-- Start of GIVEN RECORDS --
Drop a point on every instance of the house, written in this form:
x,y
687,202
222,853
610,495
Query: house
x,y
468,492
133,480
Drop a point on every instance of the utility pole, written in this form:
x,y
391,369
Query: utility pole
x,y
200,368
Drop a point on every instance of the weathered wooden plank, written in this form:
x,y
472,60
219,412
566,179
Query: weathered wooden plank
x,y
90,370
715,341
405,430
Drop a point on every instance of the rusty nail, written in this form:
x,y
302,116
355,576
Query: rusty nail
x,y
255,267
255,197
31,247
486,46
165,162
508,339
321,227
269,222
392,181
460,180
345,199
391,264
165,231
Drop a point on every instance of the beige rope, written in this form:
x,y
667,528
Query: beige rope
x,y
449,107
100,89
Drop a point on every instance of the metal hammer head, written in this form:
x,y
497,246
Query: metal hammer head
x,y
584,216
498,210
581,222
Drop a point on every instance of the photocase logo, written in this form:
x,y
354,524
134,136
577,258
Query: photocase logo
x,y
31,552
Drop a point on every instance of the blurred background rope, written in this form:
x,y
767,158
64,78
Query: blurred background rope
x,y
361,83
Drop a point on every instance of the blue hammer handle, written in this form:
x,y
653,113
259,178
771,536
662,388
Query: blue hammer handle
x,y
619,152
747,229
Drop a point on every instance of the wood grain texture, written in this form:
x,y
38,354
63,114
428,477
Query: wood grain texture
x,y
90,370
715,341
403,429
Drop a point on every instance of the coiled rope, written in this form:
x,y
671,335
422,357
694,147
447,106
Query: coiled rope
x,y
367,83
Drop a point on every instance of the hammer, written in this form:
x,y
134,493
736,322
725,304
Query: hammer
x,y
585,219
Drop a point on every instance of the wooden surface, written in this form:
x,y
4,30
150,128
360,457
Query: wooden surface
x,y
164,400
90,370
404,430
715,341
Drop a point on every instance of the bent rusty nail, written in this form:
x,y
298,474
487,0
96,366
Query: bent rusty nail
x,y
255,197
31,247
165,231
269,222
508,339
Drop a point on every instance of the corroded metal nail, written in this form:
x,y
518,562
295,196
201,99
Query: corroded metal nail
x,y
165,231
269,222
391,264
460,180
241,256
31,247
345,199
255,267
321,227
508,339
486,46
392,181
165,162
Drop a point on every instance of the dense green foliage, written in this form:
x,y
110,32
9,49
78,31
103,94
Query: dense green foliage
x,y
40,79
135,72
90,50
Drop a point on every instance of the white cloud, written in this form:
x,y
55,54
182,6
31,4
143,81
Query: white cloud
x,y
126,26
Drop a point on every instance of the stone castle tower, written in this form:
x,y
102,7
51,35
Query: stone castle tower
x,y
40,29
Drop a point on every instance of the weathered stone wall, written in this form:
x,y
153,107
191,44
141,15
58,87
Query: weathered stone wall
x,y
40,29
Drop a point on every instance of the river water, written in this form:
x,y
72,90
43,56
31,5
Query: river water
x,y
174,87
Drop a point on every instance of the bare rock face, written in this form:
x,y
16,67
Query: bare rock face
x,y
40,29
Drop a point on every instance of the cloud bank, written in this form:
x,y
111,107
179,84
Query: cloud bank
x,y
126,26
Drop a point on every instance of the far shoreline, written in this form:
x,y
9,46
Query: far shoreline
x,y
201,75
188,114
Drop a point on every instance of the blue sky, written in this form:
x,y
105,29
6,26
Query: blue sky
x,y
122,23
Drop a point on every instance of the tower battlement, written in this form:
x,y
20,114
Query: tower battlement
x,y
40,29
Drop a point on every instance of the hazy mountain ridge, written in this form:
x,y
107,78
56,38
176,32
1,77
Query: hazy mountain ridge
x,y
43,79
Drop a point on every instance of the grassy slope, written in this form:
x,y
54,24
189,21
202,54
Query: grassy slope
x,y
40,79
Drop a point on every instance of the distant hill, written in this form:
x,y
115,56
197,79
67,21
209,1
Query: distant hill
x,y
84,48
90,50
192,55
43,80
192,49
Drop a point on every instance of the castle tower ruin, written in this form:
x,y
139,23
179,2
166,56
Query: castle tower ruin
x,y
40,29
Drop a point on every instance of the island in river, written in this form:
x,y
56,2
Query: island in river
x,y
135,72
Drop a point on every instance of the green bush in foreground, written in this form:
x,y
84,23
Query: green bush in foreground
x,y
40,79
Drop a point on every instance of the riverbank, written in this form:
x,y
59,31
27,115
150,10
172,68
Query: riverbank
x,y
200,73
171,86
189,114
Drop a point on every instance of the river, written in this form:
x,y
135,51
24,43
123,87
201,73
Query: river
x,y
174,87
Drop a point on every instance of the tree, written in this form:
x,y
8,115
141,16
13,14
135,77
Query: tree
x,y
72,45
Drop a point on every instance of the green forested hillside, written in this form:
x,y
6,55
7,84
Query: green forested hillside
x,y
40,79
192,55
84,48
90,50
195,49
-- End of GIVEN RECORDS --
Exactly as written, give again every line from the one containing "Drop a point on every instance of the riverbank, written" through the last line of the material above, and no other lines.

■ TASK SOLUTION
Drop a point on every instance of the riverbank, written in this form:
x,y
59,31
27,115
150,10
172,68
Query: riverbank
x,y
200,73
171,86
189,114
Drop a point on every instance of the river, written in this form:
x,y
135,51
24,43
123,87
201,73
Query: river
x,y
174,87
Drop a point on every instance of the tree, written in this form:
x,y
8,115
141,16
13,14
135,77
Query: tree
x,y
72,45
Drop a point on every instance of the green forested hillside, written in this form:
x,y
6,55
7,84
Query: green forested hillside
x,y
40,79
192,55
84,48
90,50
195,49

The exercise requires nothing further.